Your objective
Copy out every record below with complete accuracy.
╭─ The input
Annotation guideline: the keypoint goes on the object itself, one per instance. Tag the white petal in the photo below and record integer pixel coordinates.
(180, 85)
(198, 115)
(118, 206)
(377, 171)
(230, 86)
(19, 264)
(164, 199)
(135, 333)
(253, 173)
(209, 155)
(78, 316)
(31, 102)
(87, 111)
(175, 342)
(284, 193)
╰─
Task answer
Annotation guideline: the keypoint goes on the object itself, one per instance. Tag the white petal in the photo below and record integer pixel coordinates.
(180, 85)
(198, 115)
(118, 206)
(377, 171)
(230, 86)
(19, 264)
(164, 199)
(135, 333)
(253, 173)
(209, 155)
(78, 316)
(31, 102)
(87, 111)
(175, 342)
(284, 193)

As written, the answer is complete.